Challenge: Copy out all of the material below word for word, keeping every line as it stands.

::::

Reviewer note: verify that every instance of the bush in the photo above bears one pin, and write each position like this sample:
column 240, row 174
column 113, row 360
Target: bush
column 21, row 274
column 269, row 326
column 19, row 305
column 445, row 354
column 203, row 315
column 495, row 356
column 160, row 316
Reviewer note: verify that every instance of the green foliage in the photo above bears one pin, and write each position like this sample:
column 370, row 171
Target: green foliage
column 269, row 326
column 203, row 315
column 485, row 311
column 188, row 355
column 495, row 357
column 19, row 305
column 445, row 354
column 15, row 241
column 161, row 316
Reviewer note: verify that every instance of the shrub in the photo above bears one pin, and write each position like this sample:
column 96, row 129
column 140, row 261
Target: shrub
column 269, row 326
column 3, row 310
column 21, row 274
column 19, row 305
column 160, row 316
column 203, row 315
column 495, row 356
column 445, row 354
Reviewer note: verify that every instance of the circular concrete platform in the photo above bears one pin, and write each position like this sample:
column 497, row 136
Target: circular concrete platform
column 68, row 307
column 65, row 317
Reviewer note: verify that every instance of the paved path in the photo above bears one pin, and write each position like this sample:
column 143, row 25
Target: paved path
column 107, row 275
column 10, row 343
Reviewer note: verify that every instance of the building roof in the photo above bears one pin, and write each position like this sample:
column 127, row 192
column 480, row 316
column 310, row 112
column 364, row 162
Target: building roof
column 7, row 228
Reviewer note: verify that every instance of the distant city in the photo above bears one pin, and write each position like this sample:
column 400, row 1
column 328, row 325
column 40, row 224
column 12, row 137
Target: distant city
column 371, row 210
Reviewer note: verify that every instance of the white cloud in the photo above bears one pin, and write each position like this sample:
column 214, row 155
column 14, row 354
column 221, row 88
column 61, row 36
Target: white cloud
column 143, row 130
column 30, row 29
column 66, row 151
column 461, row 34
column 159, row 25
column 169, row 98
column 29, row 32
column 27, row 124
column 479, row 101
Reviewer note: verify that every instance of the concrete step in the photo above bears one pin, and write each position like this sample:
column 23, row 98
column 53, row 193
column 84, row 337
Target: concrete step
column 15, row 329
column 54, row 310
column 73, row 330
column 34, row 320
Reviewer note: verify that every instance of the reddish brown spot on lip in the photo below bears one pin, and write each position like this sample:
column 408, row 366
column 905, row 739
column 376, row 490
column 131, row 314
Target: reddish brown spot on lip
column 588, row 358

::::

Result for this task:
Reviewer note: verify that every instance of the bush in the photo above bears one pin, and write each position like this sample:
column 240, row 174
column 113, row 360
Target: bush
column 21, row 274
column 269, row 326
column 19, row 305
column 445, row 354
column 203, row 315
column 495, row 356
column 160, row 316
Reviewer note: verify that every instance of the green foliage in the photo above bears one pin, and write each position like this sample:
column 370, row 171
Target: green foliage
column 269, row 326
column 203, row 315
column 485, row 311
column 188, row 355
column 495, row 357
column 19, row 305
column 445, row 354
column 15, row 241
column 161, row 316
Reviewer note: verify that every instance of the shrub in the photo above bears one pin, and write each position like this sample:
column 96, row 129
column 140, row 261
Target: shrub
column 269, row 326
column 3, row 310
column 21, row 274
column 19, row 305
column 160, row 316
column 203, row 315
column 495, row 356
column 445, row 354
Reviewer note: verify that every instance of the circular concrete platform in the photo above bears one pin, and write each position like this sample:
column 497, row 136
Target: circular concrete platform
column 68, row 307
column 65, row 317
Reviewer note: verify that every instance of the paved path in the photo above bears one pin, and write each position like this sample:
column 143, row 25
Target: paved path
column 107, row 275
column 10, row 343
Reviewer note: verify that every instance of the building roof in the photo above bears one pin, and write each position like this sample:
column 127, row 192
column 480, row 316
column 310, row 112
column 364, row 162
Target: building roof
column 7, row 228
Reviewer note: verify that every instance of the distant city in the photo above bears one pin, and write each position like this sample:
column 400, row 1
column 328, row 325
column 40, row 224
column 12, row 137
Target: distant city
column 371, row 210
Reviewer note: verify that every instance of the white cloud in the photo above bears one pin, and write each position like this sample:
column 214, row 155
column 14, row 354
column 221, row 88
column 61, row 36
Target: white cloud
column 143, row 130
column 30, row 29
column 66, row 151
column 461, row 34
column 159, row 25
column 169, row 98
column 29, row 32
column 27, row 124
column 479, row 101
Reviewer note: verify that every instance of the concrete step in the photo above bears one pin, and write each position like this sample:
column 23, row 98
column 53, row 193
column 84, row 337
Target: concrete step
column 15, row 329
column 54, row 310
column 73, row 330
column 34, row 320
Reviewer note: verify that every instance of the reddish brown spot on lip in the photo below bears one pin, and write each position like this sample:
column 408, row 366
column 905, row 739
column 376, row 490
column 131, row 314
Target: reddish brown spot on lip
column 588, row 358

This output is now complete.